▸ Exercise
The records must be retyped exactly, with no pictures included.

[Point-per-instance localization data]
────────────────────

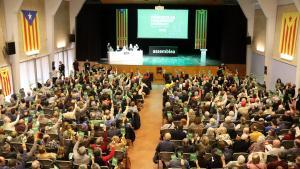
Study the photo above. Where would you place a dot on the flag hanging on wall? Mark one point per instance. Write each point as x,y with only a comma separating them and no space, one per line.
30,26
200,29
288,35
122,27
5,82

────────────────────

▸ Problem solution
Study the photo above. Where would you place a dot on the flag hanging on wall? Mark one point per instance. Write each point as x,y with only a comma separating them and no space, one per line.
30,26
200,29
288,35
122,27
5,82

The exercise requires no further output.